* **SEZIONE DEL DOCUMENTO**:
>>>>

TUTTI I SOLDI DEL MONDO, recensione

soldi del mondo charlie plummer

Ebbene, oggi recensiamo (sì, abbondiamo di plurale maiestatico, moltiplichiamoci nella pluralità, ah ah) Tutti i soldi del mondo (All the Money in the World) di monsieur Ridley Scott.

In concomitanza con le riprese, attualmente in corso in quel del lago di Como, della sua nuova opus, ovvero House of Gucci con la regina più trasgressiva e irresistibilmente sexy del panorama musicale del mondo, mrs. Lady Gaga, qui nei panni della dark lady Patrizia Reggiani e, nella vita reale, oramai regale per via dei soldi da lei accumulati, matrona invincibile della femminilità più fascinosamente perversa e ancestrale. Lei, l’incontrastata trentaquattrenne signora del gossip per eccellenza, vale a dire la splendida, torbida e voluminosamente misteriosa donna voluttuosa che mi fa impazzire più di tutte le altre poiché, talvolta, pare l’incarnazione della Gioconda, cioè è il ritratto vivente d’un eterno capolavoro di Leonardo esemplificato nella sua immane carica erotica seduttiva profondamente ambigua. Lady Gaga, androgina e al contempo emblema totale del sex appeal più bestiale e muliebre. In quanto sa essere porca soltanto ammiccando inavvertitamente ed è contemporaneamente, straordinariamente elegante anche quando, anziché indossare tailleur e pantaloni maschili, lascia intravedere con classe le sue magnifiche caviglie sinuosamente allineate, intarsiate perfettamente e sensualmente intonate alle sue feline e iper-sensuali movenze da superbo lato b perennemente basculante e per noi uomini decisamente arrapante.

Scusate, non perdiamoci in seghe non mentali.

Questo Tutti i soldi del mondo non vale una pugnetta ma è comunque piacente. Certamente godibile ma non amabile sconfinatamente e passionalmente come Lady Gaga. Una donna cougar per cui sborserei i pochi soldi da me depositati alla Carisbo, sì, la Cassa di Risparmio, pur di pagarla profumatamente se anche solo privatamente mi donasse una notte d’amore selvaggio alla Kendra Lust che fu.

Lady Gaga, prototipo della lussuria personificata. Ce la vogliamo dire senza peli sulla lingua, anzi, speriamo coi suoi dopo un rapporto con lei non solo orale? È una gnocca esagerata!

Io non sono però uno da quattro soldi, ah ah, né uno che vuole mandare tutto a puttane. Neanche son un magnaccia. Lady Gaga vuole il denaro (s)porco dai veri magnati. Mannaggia!

<<<<

* **DATI ESERCIZIO**:
>>>>

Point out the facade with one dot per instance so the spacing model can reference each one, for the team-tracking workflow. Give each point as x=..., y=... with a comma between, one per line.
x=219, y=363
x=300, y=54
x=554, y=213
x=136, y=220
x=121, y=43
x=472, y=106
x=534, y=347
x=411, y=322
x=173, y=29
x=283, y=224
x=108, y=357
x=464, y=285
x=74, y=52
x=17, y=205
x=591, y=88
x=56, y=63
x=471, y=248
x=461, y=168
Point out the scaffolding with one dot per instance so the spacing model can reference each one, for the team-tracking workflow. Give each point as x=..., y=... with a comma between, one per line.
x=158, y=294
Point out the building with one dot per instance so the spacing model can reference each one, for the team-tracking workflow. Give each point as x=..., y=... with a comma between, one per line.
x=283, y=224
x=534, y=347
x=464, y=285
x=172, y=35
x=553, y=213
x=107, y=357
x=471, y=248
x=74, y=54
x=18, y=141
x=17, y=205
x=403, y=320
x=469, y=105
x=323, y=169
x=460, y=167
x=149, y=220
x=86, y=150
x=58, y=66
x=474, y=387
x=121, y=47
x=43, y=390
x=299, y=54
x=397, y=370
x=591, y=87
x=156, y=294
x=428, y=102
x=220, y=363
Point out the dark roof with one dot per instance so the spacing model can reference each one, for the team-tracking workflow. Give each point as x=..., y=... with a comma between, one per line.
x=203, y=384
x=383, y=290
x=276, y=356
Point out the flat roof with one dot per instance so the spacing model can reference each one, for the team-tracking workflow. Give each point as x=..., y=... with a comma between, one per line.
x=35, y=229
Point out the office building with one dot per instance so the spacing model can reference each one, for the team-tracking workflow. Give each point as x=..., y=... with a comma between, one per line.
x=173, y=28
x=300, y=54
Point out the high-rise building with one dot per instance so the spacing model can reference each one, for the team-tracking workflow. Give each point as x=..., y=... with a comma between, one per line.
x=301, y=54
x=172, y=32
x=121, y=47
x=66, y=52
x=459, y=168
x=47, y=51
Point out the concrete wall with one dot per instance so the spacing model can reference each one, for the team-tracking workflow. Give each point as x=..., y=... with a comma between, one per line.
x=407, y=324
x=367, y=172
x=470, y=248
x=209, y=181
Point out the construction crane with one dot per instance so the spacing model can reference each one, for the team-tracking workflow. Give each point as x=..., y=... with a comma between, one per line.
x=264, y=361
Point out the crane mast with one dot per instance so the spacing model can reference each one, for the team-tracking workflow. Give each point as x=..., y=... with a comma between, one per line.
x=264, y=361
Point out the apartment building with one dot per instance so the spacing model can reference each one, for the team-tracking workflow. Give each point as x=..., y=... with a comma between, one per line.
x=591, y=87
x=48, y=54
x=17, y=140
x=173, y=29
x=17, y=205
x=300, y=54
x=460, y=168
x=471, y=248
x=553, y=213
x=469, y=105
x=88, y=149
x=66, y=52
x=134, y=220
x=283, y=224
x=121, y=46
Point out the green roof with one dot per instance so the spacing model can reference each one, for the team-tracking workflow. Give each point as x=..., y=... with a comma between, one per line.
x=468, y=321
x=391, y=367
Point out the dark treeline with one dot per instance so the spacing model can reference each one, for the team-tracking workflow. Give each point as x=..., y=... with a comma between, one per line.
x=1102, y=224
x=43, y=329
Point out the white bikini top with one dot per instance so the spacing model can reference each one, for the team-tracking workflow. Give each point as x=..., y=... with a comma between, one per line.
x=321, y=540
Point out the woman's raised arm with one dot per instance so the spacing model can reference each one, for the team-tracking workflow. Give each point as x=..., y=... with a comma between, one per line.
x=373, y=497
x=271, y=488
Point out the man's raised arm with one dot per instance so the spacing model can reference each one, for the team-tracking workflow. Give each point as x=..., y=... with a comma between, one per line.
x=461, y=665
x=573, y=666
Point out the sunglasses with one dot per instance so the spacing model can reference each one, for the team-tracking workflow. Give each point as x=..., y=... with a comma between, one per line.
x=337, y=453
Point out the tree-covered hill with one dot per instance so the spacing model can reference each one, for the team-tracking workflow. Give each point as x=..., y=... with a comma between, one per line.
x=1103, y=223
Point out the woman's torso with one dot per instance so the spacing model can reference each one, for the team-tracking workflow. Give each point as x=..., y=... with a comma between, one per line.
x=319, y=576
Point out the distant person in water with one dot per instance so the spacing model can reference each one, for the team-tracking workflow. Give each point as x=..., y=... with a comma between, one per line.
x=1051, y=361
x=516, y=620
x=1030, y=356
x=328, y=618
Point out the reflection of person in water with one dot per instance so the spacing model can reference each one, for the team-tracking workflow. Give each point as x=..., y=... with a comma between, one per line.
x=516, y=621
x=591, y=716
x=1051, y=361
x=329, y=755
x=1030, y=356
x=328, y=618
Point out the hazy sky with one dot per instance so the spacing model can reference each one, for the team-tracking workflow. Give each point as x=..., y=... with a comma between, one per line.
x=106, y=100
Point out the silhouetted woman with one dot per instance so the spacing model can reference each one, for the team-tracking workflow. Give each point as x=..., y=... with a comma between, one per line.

<<<<

* **DA FARE**:
1. Trascrivi esattamente il brano della recensione che comincia con "Io non sono" e prosegue fino a "veri magnati. Mannaggia!".
2. Riporta tali e quali le righe dei dati, partendo dalla riga con "Point out the dark treeline" e proseguendo fino alla riga con "x=573, y=666", entrambe comprese, e nient'altro.

* **RISPOSTE AI COMPITI**:
1.
Io non sono però uno da quattro soldi, ah ah, né uno che vuole mandare tutto a puttane. Neanche son un magnaccia. Lady Gaga vuole il denaro (s)porco dai veri magnati. Mannaggia!

2.
Point out the dark treeline with one dot per instance so the spacing model can reference each one, for the team-tracking workflow. Give each point as x=..., y=... with a comma between, one per line.
x=1102, y=224
x=43, y=329
Point out the white bikini top with one dot per instance so the spacing model can reference each one, for the team-tracking workflow. Give each point as x=..., y=... with a comma between, one per line.
x=321, y=540
Point out the woman's raised arm with one dot per instance so the spacing model can reference each one, for the team-tracking workflow. Give each point as x=..., y=... with a comma between, one per line.
x=373, y=497
x=271, y=488
Point out the man's raised arm with one dot per instance so the spacing model can reference each one, for the team-tracking workflow. Give each point as x=..., y=... with a comma between, one per line.
x=461, y=665
x=573, y=666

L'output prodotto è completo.